-- begin --
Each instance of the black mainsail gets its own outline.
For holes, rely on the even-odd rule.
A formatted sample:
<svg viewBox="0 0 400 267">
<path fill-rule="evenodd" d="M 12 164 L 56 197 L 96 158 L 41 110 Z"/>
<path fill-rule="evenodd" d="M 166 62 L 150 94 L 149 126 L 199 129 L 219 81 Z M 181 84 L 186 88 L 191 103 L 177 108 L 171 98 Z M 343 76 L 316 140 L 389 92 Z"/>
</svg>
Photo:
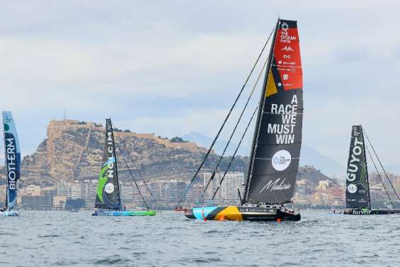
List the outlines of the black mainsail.
<svg viewBox="0 0 400 267">
<path fill-rule="evenodd" d="M 105 144 L 103 166 L 98 176 L 96 208 L 121 210 L 117 157 L 111 119 L 105 120 Z"/>
<path fill-rule="evenodd" d="M 361 125 L 353 126 L 347 165 L 346 207 L 371 209 L 368 169 Z"/>
<path fill-rule="evenodd" d="M 297 21 L 278 20 L 242 204 L 283 204 L 294 196 L 303 118 L 299 49 Z"/>
</svg>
-- end --
* _YOUR INSTRUCTIONS_:
Give every line of the listing above as a JSON list of strings, one string per line, with blank lines and the pictures left out.

* _COMPLETE RESPONSE_:
[
  "Each instance of the black mainsail gets its own outline.",
  "For holes, rely on the even-odd rule.",
  "A formatted sample:",
  "<svg viewBox=\"0 0 400 267\">",
  "<path fill-rule=\"evenodd\" d=\"M 12 164 L 56 197 L 96 158 L 41 110 Z\"/>",
  "<path fill-rule=\"evenodd\" d=\"M 166 62 L 150 94 L 149 126 L 199 129 L 219 81 Z M 181 84 L 186 88 L 191 103 L 177 108 L 171 98 Z M 343 76 L 316 140 L 389 92 Z\"/>",
  "</svg>",
  "Photo:",
  "List the outlines of the black mainsail.",
  "<svg viewBox=\"0 0 400 267\">",
  "<path fill-rule=\"evenodd\" d=\"M 105 144 L 103 166 L 98 176 L 96 208 L 121 210 L 117 157 L 111 119 L 105 120 Z\"/>",
  "<path fill-rule=\"evenodd\" d=\"M 361 125 L 353 126 L 347 165 L 346 207 L 371 209 L 368 169 Z\"/>",
  "<path fill-rule=\"evenodd\" d=\"M 297 21 L 278 20 L 242 204 L 283 204 L 294 196 L 303 118 L 299 49 Z\"/>",
  "</svg>"
]